--- Records for processing ---
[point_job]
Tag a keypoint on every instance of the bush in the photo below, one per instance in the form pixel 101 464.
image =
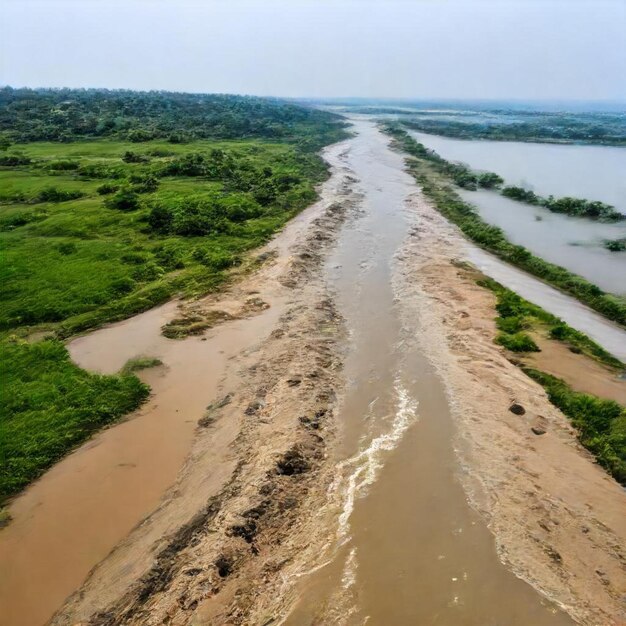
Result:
pixel 189 217
pixel 49 406
pixel 518 342
pixel 489 180
pixel 134 157
pixel 52 194
pixel 144 183
pixel 123 200
pixel 521 195
pixel 601 423
pixel 12 160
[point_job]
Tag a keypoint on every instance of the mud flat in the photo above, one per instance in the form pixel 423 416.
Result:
pixel 358 457
pixel 68 521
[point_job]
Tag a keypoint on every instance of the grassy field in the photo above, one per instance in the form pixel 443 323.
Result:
pixel 99 229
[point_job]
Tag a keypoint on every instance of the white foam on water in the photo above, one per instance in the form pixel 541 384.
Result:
pixel 366 464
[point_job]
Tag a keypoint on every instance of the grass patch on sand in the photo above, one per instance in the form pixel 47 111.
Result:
pixel 50 406
pixel 601 423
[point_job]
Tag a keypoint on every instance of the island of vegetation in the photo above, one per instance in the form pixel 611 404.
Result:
pixel 434 179
pixel 499 124
pixel 112 202
pixel 466 178
pixel 601 423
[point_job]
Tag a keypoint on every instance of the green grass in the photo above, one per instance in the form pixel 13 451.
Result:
pixel 49 406
pixel 81 263
pixel 601 423
pixel 516 315
pixel 140 363
pixel 72 265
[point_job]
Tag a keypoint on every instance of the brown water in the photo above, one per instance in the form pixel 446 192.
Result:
pixel 408 548
pixel 71 518
pixel 593 172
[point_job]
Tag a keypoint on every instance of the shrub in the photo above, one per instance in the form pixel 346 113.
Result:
pixel 49 405
pixel 134 157
pixel 520 194
pixel 601 423
pixel 489 180
pixel 518 342
pixel 52 194
pixel 123 200
pixel 107 188
pixel 144 183
pixel 63 166
pixel 12 160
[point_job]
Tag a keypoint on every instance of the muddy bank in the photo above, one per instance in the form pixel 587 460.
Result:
pixel 328 477
pixel 254 456
pixel 559 520
pixel 62 526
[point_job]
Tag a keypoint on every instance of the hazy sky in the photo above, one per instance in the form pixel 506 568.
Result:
pixel 529 49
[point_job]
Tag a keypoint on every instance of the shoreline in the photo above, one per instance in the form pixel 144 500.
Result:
pixel 565 544
pixel 272 429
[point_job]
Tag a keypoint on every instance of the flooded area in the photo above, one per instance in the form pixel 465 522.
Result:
pixel 579 171
pixel 590 172
pixel 606 333
pixel 570 242
pixel 408 549
pixel 400 543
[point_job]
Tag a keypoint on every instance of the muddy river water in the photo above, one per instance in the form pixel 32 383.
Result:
pixel 591 172
pixel 406 547
pixel 409 549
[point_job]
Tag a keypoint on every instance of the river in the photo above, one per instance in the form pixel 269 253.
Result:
pixel 397 474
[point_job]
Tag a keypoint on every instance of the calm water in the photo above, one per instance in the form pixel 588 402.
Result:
pixel 593 172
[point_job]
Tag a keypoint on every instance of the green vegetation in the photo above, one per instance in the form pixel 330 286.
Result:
pixel 68 114
pixel 570 206
pixel 49 405
pixel 615 245
pixel 436 186
pixel 131 199
pixel 140 363
pixel 516 315
pixel 517 342
pixel 465 178
pixel 533 126
pixel 601 423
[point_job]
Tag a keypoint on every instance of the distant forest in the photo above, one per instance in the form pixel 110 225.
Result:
pixel 591 128
pixel 69 114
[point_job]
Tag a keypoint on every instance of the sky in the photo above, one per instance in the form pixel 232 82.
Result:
pixel 480 49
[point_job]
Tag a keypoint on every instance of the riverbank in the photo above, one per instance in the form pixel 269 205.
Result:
pixel 439 190
pixel 372 393
pixel 557 518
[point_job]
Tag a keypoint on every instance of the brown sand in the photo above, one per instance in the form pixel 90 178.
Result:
pixel 559 520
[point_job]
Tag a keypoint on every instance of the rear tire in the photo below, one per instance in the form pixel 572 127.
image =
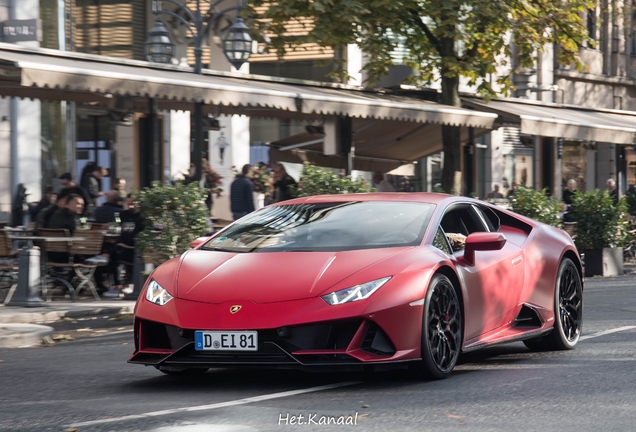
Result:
pixel 442 325
pixel 568 312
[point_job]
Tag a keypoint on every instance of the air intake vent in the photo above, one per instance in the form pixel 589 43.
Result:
pixel 527 318
pixel 376 341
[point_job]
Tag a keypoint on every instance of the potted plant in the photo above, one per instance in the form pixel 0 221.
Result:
pixel 602 228
pixel 536 205
pixel 173 217
pixel 319 181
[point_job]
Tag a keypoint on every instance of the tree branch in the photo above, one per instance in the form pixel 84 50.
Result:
pixel 429 35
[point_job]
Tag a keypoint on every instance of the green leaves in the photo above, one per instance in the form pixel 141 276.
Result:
pixel 318 181
pixel 480 33
pixel 599 223
pixel 174 216
pixel 536 205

--- Short task ---
Write the material out again exactly as it appears, dropping the pictures.

--- Output of the exercise ---
[point_job]
Tag a keypoint on every instance of the bush in the photo below, one per instance in the form pixel 101 464.
image =
Result:
pixel 189 217
pixel 49 406
pixel 518 342
pixel 489 180
pixel 134 157
pixel 52 194
pixel 144 183
pixel 123 200
pixel 521 195
pixel 601 423
pixel 12 160
[point_job]
Tag a keypoint on every instance of the mud flat in the photo above, one per instance in the form pixel 423 416.
Result:
pixel 358 457
pixel 68 521
[point_job]
Tag a keypoint on every instance of the grassy field in the photo above, one per instance in the form pixel 443 323.
Result:
pixel 99 229
[point_job]
Tag a keypoint on every instance of the white foam on water in the photo above, one per instance in the form pixel 541 384.
Result:
pixel 366 464
[point_job]
Tag a keypoint on every instance of the grass patch on sand in the photo above, one per instance in the form pixel 47 111.
Result:
pixel 50 406
pixel 601 423
[point_job]
Tag a keypoint on every instance of the island of vegetation in the photo above, one per instance in the form pixel 611 404.
Result:
pixel 434 179
pixel 499 124
pixel 112 202
pixel 466 178
pixel 601 423
[point_job]
Tag a keypoint on every instance of the green grass in the photo above, one per instance in the form pixel 13 451.
Result:
pixel 49 406
pixel 81 263
pixel 601 423
pixel 516 315
pixel 140 363
pixel 72 265
[point_job]
Tag a keypoint on every instance of the brown water in the photo above, one per instance in the form pixel 446 192.
Result:
pixel 408 548
pixel 71 518
pixel 593 172
[point_job]
Tag a keypoint on every instance of the shrub in the photo above, one per instance in the form pixel 346 113.
Result:
pixel 49 405
pixel 134 157
pixel 520 194
pixel 601 423
pixel 489 180
pixel 518 342
pixel 52 194
pixel 123 200
pixel 107 188
pixel 144 183
pixel 63 166
pixel 12 160
[point_job]
Tag a keypoint on every instance of the muddy bank in the photo above, one per instance in the form pixel 587 460.
Result:
pixel 328 477
pixel 254 456
pixel 559 520
pixel 62 526
[point_job]
Tag a keypoint on every instance of the hazy sky in the photo above, one per instance in the form pixel 506 568.
Result:
pixel 529 49
[point_job]
Tag a keypoint on every instance of the shoreline in the photo above, one per instance in the form pixel 144 500.
Result:
pixel 565 544
pixel 272 429
[point_job]
Tag a keypoint on every instance of the flooded area in the photo above, one per instance in the form pixel 465 522.
Result:
pixel 579 171
pixel 590 172
pixel 606 333
pixel 570 242
pixel 408 549
pixel 400 543
[point_job]
Tag a keypoint on every instance of the muddy river water in the photo above, one per instance in the form pixel 32 383.
Result:
pixel 591 172
pixel 406 547
pixel 409 549
[point_job]
Tag a keypoint on every instance of the river in the photo above, one per instance in the form pixel 269 253.
Result:
pixel 397 474
[point_job]
Tag a keypoint on every instance of the calm water in the photo above, one per instance in the form pixel 588 402.
Result:
pixel 593 172
[point_job]
Tag a keypoint on every instance of the green vegetation in the photo above, one per instance in the form pixel 330 286.
Result:
pixel 68 114
pixel 570 206
pixel 49 405
pixel 615 245
pixel 436 186
pixel 131 199
pixel 140 363
pixel 516 315
pixel 517 342
pixel 465 178
pixel 533 126
pixel 601 423
[point_job]
Tag a keypoint on every instance of the distant forest in the photo above, one per instance in the form pixel 110 225.
Result:
pixel 591 128
pixel 69 114
[point_job]
Tag a keypoint on every instance of the sky in the photo above, one per instance in the form pixel 232 82.
Result:
pixel 480 49
[point_job]
Tag a keypoint on every instance of the riverbank in the photo above, one per instance in the form pixel 269 205.
Result:
pixel 439 190
pixel 372 393
pixel 557 518
[point_job]
Tag a keypoint on every instance of the brown sand in the photo above, one per instance in the form pixel 90 178.
Result:
pixel 559 520
[point_job]
Tag a keypoint on every instance of the rear tire in the photo below, one per instance in the form pixel 572 127.
image =
Result:
pixel 442 325
pixel 568 312
[point_job]
Tag a keypoint on every instance of the air intake vent in the photo above, one per instance in the form pixel 589 43.
Result:
pixel 527 318
pixel 376 341
[point_job]
Tag a keypoint on every instance of the potted plant in the photo above, one per instance in the form pixel 0 221.
Result:
pixel 602 228
pixel 536 205
pixel 173 217
pixel 319 181
[point_job]
Tag a keypoint on every instance of the tree branch in the photo above, one per instance in the form pixel 84 50.
Result:
pixel 429 35
[point_job]
Tag a keypoint on every instance of the green leaves in the photo above, one per instance in the form pixel 141 276.
Result:
pixel 318 181
pixel 480 33
pixel 599 223
pixel 174 216
pixel 536 205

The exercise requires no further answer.